▸ Фрагмент документа
______________________________

Еще весной 1927 Нестеров принялся хлопотать об организации поездки в Италию для Павла Корина. Вот подлинник его письма от 22 мая:
«В Комиссию по Октябрьским заказам у художников.
Художник Павел Дмитриевич Корин происходит из старинного рода живописцев-крестьян известного села Палех Владимирской губернии. Лет за двести вышло немало живописцев из коринского рода, о чем говорят записи с. Палех. Последним и самым выдающимся надо признать Павла Дмитриевича, окончившего б. Школу живописи, ваяния и зодчества, оставленного ассистентом у проф. С.В.Малютина, позднее самостоятельного руководителя в Свободных государственных мастерских. Пав. Дм. Корин, задумав писать картину, оставляет профессорскую должность, посещает университет, изучая серьезно анатомию у проф. Карузина. Чтобы еще укрепить свои знания в рисунке, он делает ряд копий-фрагментов со знаменитой картины Александра Иванова. Последняя из копий Пав. Дм., совершеннейшая из всех, когда-либо с картины Иванова сделанных, обращает на себя общее внимание. Ректор теперешней Академии художеств, увидав копию, оценив ее исключительные достоинства, выражает желание ее приобрести для Академии и лишь за неимением свободных средств откладывает это свое намерение. К сознанию необходимости серьезного изучения великих мастеров П.Д.Корин пришел давно. Побывать в Венеции, Флоренции, в Риме для такого индивидуального дарования, как у Павла Дмитриевича, есть насущная необходимость. От Иванова, Брюллова до Бруни Академией вменялось в обязанность молодым художникам перед началом самостоятельной творческой работы сделать копию с одной из картин великих мастеров нашего Эрмитажа, чтобы нагляднее уяснить их высокие технические достоинства, чтобы поднять общий уровень понимания задач искусства. После чего наиболее достойные посылались в Италию. Там на местах они знакомились с великими творениями века Возрождения. Будет совершенно справедливо, не связывая художника ничем, дать ему возможность и средства на поездку по Италии, тем более что такие случаи в недавнее время бывали. Во всяком случае, П.Д.Корин по возвращении из-за границы, при отсутствии у нас серьезных руководителей по рисунку, будет очень полезен как совершенно исключительный знаток рисунка и формы вообще, к познанию чего сейчас так заметно стремится наша художественная молодежь.

______________________________

▸ Записи
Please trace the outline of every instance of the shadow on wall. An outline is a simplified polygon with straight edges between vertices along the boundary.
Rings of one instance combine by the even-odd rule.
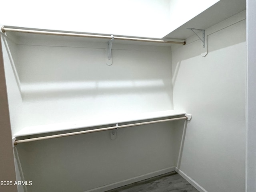
[[[4,43],[6,50],[7,50],[7,54],[8,54],[8,57],[9,58],[9,60],[12,66],[12,69],[15,78],[15,80],[16,81],[16,83],[20,95],[22,95],[21,88],[20,86],[20,81],[18,75],[16,66],[15,66],[15,63],[16,62],[16,59],[15,56],[13,56],[13,54],[12,53],[15,53],[16,52],[14,50],[14,48],[11,45],[11,43],[8,43],[8,41],[7,40],[7,38],[4,35],[2,34],[1,35],[3,37],[3,40]]]

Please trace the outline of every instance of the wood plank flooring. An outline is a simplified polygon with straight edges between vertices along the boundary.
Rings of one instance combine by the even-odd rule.
[[[174,171],[105,192],[199,192]]]

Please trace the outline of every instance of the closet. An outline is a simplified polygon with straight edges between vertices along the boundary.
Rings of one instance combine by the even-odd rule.
[[[104,192],[174,170],[200,192],[244,191],[246,7],[228,1],[155,42],[3,26],[17,180],[32,183],[19,192]]]

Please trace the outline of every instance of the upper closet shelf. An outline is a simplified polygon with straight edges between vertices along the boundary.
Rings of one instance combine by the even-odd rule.
[[[98,34],[86,34],[78,32],[68,32],[60,31],[49,31],[46,30],[39,29],[28,29],[27,28],[20,28],[17,27],[2,26],[1,32],[4,34],[6,32],[15,32],[23,33],[27,34],[43,35],[46,36],[72,37],[76,38],[94,38],[110,40],[120,40],[121,41],[132,41],[135,42],[146,42],[160,44],[174,44],[181,45],[186,44],[186,42],[172,40],[162,39],[146,38],[143,37],[127,37],[116,36],[114,35]],[[15,35],[14,35],[15,36]]]
[[[75,129],[92,127],[116,123],[121,123],[136,121],[184,115],[184,112],[176,110],[168,110],[150,113],[141,114],[122,114],[87,119],[82,121],[65,122],[54,124],[26,127],[14,134],[14,137],[50,133]]]

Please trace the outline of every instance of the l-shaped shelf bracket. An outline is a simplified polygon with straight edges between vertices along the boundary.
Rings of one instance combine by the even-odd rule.
[[[201,56],[203,57],[205,57],[207,54],[207,37],[205,36],[205,32],[203,29],[194,29],[194,28],[187,28],[187,29],[190,29],[199,38],[199,39],[201,40],[203,42],[203,52],[201,54]],[[198,36],[196,32],[194,31],[194,30],[197,30],[198,31],[200,31],[202,32],[202,38]]]
[[[108,66],[112,64],[112,43],[114,40],[114,37],[113,35],[111,35],[112,38],[108,41],[108,46],[106,49],[106,64]]]

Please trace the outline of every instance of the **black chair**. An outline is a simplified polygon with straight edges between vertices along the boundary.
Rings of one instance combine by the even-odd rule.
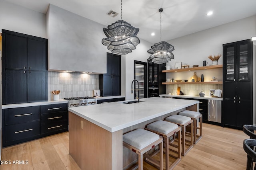
[[[243,131],[244,133],[250,137],[250,139],[256,139],[256,134],[254,133],[254,131],[256,130],[256,127],[249,125],[244,125],[243,126]],[[251,147],[251,149],[254,150],[253,146]],[[255,151],[254,149],[254,151]],[[252,169],[252,165],[253,162],[256,162],[256,160],[253,160],[247,155],[247,170]],[[256,169],[254,168],[254,169]]]
[[[244,150],[247,154],[247,164],[246,170],[252,170],[253,166],[253,162],[256,160],[256,152],[253,150],[254,147],[256,146],[256,140],[252,139],[244,139]],[[249,161],[248,161],[248,160]],[[254,166],[254,170],[256,170],[256,166]]]
[[[243,126],[243,131],[250,137],[250,139],[256,139],[256,134],[254,133],[256,130],[256,126],[252,125],[244,125]]]

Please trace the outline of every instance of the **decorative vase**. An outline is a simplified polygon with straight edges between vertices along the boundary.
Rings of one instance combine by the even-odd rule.
[[[212,61],[212,65],[218,65],[218,60],[215,60],[214,61]]]
[[[204,97],[205,95],[205,93],[203,92],[202,91],[199,93],[199,96],[200,97]]]

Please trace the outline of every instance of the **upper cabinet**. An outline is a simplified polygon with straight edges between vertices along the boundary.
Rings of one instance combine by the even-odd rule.
[[[47,39],[2,31],[2,104],[47,101]]]
[[[100,96],[121,95],[121,56],[107,53],[107,73],[99,75]]]
[[[224,45],[224,81],[251,80],[251,43],[249,39]]]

______________________________

▸ Задание 1
Ответьте по фрагменту документа:
(a) У какого профессора Корин изучал анатомию?
(b) Из какого села происходит род Кориных?
(c) Почему ректор Академии художеств отложил приобретение копии?
▸ Задание 2
Верните из фрагмента документа дословно всё, что идёт от слов «Еще весной 1927» вниз до слов «заказам у художников.» включительно.

▸ Верный ответ 1
(a) У профессора Карузина.
(b) Из села Палех Владимирской губернии.
(c) За неимением свободных средств.

▸ Верный ответ 2
Еще весной 1927 Нестеров принялся хлопотать об организации поездки в Италию для Павла Корина. Вот подлинник его письма от 22 мая:
«В Комиссию по Октябрьским заказам у художников.